_Work to do_
Present every line of the items below as a Markdown table with two columns, Row and Line, numbering each row and omitting blank lines.

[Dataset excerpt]
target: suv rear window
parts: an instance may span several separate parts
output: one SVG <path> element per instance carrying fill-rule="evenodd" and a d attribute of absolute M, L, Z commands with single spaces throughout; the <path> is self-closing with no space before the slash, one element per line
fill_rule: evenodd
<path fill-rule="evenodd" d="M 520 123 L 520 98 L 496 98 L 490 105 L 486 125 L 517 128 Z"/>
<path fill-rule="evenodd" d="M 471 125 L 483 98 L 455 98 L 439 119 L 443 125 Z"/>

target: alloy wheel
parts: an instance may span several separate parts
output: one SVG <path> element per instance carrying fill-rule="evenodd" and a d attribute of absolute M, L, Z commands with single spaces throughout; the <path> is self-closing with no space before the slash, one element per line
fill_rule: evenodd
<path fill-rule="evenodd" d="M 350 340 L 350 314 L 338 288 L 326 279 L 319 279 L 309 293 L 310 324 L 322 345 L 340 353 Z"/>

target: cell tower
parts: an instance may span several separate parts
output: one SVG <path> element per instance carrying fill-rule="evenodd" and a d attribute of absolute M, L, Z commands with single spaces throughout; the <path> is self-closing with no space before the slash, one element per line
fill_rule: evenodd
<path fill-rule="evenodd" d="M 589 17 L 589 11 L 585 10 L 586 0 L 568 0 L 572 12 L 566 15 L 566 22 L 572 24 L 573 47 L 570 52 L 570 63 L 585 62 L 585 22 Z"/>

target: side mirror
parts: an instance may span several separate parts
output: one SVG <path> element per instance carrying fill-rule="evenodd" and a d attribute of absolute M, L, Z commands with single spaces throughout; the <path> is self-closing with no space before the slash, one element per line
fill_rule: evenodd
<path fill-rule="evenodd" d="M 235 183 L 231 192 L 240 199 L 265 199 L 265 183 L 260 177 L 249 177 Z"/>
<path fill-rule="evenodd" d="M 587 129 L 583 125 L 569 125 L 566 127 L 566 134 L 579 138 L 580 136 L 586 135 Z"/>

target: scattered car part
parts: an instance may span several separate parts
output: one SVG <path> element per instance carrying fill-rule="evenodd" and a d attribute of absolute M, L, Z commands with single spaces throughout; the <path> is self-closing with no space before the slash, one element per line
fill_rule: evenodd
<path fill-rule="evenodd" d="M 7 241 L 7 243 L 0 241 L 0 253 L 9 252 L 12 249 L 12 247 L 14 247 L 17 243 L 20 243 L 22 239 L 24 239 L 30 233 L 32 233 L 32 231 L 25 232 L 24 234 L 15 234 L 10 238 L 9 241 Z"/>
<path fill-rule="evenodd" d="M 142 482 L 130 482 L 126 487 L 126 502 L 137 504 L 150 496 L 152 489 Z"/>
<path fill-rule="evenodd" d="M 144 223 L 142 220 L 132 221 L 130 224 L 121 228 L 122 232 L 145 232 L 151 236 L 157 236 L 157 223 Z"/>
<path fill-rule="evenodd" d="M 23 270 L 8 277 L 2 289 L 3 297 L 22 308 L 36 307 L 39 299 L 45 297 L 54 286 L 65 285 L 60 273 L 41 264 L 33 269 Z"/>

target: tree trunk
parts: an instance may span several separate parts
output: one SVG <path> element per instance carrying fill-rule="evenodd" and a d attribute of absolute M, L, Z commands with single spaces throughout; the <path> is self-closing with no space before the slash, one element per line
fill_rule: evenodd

_Exercise output_
| Row | Line |
|---|---|
| 1 | target: suv rear window |
| 2 | parts: an instance may span several separate parts |
| 3 | output: one SVG <path> element per instance carrying fill-rule="evenodd" and a d attribute of absolute M, L, Z commands with single spaces throughout; the <path> is self-closing with no space before the slash, one element per line |
| 4 | fill_rule: evenodd |
| 5 | <path fill-rule="evenodd" d="M 520 123 L 520 98 L 496 98 L 490 105 L 486 125 L 517 128 Z"/> |
| 6 | <path fill-rule="evenodd" d="M 471 125 L 483 98 L 455 98 L 439 119 L 443 125 Z"/> |
| 7 | target: alloy wheel |
| 8 | parts: an instance may span several separate parts |
| 9 | output: one SVG <path> element per instance carrying fill-rule="evenodd" and a d attribute of absolute M, L, Z commands with single spaces throughout; the <path> is self-closing with no space before the slash, one element per line |
| 10 | fill_rule: evenodd |
| 11 | <path fill-rule="evenodd" d="M 350 340 L 350 314 L 338 288 L 326 279 L 319 279 L 309 293 L 310 324 L 322 345 L 340 353 Z"/> |
| 12 | target: cell tower |
| 13 | parts: an instance may span several separate parts |
| 14 | output: one SVG <path> element per instance carrying fill-rule="evenodd" and a d attribute of absolute M, L, Z commands with single spaces throughout; the <path> is self-closing with no space before the slash, one element per line |
| 15 | fill_rule: evenodd |
| 16 | <path fill-rule="evenodd" d="M 589 17 L 589 11 L 585 10 L 586 0 L 568 0 L 572 12 L 566 15 L 566 22 L 572 24 L 573 47 L 570 52 L 570 63 L 585 62 L 585 22 Z"/> |
| 17 | target: side mirror |
| 18 | parts: an instance may span several separate parts |
| 19 | output: one SVG <path> element per instance carrying fill-rule="evenodd" and a d attribute of absolute M, L, Z commands with single spaces throughout; the <path> is self-closing with no space before the slash, one element per line |
| 20 | fill_rule: evenodd |
| 21 | <path fill-rule="evenodd" d="M 235 183 L 231 192 L 240 199 L 265 199 L 265 183 L 260 177 L 249 177 Z"/> |
| 22 | <path fill-rule="evenodd" d="M 587 129 L 583 125 L 569 125 L 566 127 L 566 134 L 579 138 L 580 136 L 586 135 Z"/> |
| 23 | target: scattered car part |
| 24 | parts: an instance may span several separate parts |
| 25 | output: one SVG <path> element per instance carrying fill-rule="evenodd" and a d attribute of absolute M, L, Z commands with single spaces throughout; the <path> is self-closing with no space before the slash, one element per line |
| 26 | fill_rule: evenodd |
| 27 | <path fill-rule="evenodd" d="M 7 241 L 7 243 L 0 241 L 0 253 L 9 252 L 12 249 L 12 247 L 14 247 L 17 243 L 20 243 L 22 239 L 24 239 L 30 233 L 32 233 L 32 231 L 25 232 L 24 234 L 15 234 L 10 238 L 9 241 Z"/> |
| 28 | <path fill-rule="evenodd" d="M 142 482 L 130 482 L 126 487 L 126 502 L 137 504 L 150 496 L 152 489 Z"/> |
| 29 | <path fill-rule="evenodd" d="M 144 223 L 142 220 L 132 221 L 130 224 L 121 228 L 122 232 L 145 232 L 151 236 L 157 236 L 157 223 Z"/> |
| 30 | <path fill-rule="evenodd" d="M 23 270 L 8 277 L 2 289 L 3 297 L 22 308 L 36 307 L 39 299 L 45 297 L 54 286 L 65 285 L 60 273 L 41 264 L 33 269 Z"/> |
| 31 | target: tree trunk |
| 32 | parts: an instance may span several separate parts |
| 33 | output: one SVG <path> element per instance carrying fill-rule="evenodd" and a d attribute of absolute M, L, Z commands with single spaces throughout; the <path> is self-closing with no space before the slash, one element per line |
| 34 | fill_rule: evenodd |